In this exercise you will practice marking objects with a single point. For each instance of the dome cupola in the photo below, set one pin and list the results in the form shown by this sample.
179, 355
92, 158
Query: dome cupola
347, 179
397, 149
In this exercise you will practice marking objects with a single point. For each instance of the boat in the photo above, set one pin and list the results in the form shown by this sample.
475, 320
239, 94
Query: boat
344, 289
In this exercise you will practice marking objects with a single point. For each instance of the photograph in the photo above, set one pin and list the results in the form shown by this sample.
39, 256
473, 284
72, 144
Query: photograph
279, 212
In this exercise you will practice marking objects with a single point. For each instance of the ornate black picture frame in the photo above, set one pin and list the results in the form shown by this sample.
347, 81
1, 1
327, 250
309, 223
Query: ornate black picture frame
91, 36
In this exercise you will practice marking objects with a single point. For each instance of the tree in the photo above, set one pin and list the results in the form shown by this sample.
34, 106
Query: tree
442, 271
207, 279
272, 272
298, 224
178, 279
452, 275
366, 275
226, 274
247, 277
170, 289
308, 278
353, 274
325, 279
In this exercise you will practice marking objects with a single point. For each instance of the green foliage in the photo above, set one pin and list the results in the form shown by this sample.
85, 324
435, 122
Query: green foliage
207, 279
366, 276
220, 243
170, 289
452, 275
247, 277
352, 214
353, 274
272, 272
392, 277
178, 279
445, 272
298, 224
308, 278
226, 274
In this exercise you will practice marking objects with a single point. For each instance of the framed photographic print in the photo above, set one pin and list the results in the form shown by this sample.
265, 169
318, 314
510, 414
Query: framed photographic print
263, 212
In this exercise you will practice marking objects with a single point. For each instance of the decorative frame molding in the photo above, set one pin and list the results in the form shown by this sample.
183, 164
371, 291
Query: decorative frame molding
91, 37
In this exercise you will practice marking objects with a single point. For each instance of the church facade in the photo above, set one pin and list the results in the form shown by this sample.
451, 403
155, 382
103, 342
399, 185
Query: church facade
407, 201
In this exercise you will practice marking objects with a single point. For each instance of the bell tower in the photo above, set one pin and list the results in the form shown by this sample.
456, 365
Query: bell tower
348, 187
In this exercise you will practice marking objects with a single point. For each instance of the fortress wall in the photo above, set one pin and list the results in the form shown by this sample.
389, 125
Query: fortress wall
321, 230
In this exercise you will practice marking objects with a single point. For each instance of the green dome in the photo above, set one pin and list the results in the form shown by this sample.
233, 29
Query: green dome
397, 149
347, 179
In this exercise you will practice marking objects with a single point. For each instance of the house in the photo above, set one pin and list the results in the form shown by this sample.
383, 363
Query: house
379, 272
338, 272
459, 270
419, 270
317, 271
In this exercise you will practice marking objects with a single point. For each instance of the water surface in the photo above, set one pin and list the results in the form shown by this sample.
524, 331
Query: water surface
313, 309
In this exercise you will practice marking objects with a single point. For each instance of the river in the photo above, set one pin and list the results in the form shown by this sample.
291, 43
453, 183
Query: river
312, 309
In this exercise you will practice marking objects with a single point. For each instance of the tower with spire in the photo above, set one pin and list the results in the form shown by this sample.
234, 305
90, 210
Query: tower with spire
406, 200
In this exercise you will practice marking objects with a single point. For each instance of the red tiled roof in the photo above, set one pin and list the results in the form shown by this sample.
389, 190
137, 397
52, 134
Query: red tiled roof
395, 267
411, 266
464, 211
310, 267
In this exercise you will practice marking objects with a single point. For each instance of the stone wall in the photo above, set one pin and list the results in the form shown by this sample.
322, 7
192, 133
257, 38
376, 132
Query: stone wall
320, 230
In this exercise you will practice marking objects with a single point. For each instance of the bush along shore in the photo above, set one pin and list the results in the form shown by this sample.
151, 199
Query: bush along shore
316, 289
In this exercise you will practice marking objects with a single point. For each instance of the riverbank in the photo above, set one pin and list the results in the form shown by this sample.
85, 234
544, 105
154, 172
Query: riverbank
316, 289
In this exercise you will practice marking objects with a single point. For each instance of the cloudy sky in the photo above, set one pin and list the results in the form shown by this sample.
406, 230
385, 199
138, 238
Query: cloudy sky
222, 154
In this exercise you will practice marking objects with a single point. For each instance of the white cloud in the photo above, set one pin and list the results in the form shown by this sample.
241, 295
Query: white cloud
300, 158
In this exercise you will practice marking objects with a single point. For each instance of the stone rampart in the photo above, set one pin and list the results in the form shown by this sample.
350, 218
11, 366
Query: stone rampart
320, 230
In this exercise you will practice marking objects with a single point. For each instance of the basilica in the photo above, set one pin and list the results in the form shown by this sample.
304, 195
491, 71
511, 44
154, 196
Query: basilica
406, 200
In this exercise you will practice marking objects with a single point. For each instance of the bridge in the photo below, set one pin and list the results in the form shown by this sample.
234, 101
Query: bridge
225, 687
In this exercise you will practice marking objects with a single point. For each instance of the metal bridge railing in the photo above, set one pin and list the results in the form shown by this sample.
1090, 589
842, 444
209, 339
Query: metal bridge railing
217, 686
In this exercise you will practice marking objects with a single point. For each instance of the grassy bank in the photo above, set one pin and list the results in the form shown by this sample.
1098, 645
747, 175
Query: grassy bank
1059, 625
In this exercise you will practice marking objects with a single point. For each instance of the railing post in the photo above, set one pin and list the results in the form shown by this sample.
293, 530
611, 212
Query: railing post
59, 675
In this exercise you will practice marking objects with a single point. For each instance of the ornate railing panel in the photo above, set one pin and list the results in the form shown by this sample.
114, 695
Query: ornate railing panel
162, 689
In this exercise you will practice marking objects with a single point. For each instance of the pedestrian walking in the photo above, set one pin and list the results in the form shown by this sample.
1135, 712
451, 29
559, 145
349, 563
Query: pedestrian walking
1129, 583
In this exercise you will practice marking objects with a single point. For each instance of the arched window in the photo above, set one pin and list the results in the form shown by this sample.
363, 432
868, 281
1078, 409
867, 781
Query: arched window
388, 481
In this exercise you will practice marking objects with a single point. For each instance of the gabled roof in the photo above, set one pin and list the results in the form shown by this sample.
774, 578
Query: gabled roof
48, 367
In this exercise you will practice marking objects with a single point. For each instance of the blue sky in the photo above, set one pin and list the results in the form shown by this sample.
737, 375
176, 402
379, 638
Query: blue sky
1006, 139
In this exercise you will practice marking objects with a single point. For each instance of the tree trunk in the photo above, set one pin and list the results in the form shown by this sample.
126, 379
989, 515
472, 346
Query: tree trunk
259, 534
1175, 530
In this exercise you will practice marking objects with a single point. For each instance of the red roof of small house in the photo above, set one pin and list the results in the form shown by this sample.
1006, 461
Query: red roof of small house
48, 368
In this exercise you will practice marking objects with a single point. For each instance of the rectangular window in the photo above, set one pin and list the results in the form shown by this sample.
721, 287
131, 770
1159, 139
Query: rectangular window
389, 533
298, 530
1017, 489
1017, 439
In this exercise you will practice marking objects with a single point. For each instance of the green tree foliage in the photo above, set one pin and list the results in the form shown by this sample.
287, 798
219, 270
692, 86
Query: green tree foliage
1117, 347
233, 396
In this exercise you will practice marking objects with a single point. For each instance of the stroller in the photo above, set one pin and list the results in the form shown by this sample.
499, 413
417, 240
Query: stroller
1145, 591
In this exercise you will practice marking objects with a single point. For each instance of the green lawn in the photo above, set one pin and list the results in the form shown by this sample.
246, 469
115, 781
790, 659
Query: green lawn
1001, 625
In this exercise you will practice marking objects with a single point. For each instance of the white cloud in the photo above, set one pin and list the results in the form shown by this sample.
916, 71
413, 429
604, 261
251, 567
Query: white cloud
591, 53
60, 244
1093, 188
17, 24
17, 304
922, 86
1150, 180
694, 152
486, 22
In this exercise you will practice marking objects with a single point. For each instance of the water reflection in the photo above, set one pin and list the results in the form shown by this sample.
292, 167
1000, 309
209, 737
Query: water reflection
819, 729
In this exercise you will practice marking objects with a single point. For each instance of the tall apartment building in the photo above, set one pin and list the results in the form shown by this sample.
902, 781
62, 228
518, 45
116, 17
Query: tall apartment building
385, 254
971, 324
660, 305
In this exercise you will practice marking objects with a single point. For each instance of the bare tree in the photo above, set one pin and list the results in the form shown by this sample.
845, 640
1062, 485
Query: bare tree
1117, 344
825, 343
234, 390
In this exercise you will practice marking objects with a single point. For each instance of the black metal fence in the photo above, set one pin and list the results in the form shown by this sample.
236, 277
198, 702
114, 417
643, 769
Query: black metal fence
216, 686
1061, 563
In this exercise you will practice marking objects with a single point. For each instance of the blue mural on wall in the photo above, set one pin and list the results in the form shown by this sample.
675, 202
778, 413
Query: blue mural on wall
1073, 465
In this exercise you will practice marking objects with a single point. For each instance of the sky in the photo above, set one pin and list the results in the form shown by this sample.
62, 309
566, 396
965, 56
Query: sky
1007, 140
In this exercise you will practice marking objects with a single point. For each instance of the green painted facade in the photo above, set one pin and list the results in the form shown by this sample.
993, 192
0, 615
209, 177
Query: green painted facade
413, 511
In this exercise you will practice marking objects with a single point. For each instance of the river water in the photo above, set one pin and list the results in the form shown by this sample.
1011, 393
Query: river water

****************

Give back, exactly as written, the lines from the one with "the blue mural" to the last line.

In this exercise you will practice marking objects with a single point. For each instance of the blue mural on wall in the photo above, set one pin and list the results in the form shown by this sample.
675, 202
778, 413
Query: blue mural on wall
1073, 465
In this exercise you will practice marking objects with a single point. For each instance of the sky in the photo above, set one pin and list the results in the form shown by this sample.
62, 309
566, 396
965, 56
Query: sky
1007, 140
In this exercise you will practice marking objects with a single point. For each instance of the green painted facade in the photo above, set one pin and list the results in the form shown by this sample.
993, 192
0, 615
209, 177
Query: green painted facade
413, 511
In this exercise you will practice marking objects with a single point. For each instance of the river water in the photo above, set one pin and list the results in the form shown by this sample.
1011, 393
Query: river water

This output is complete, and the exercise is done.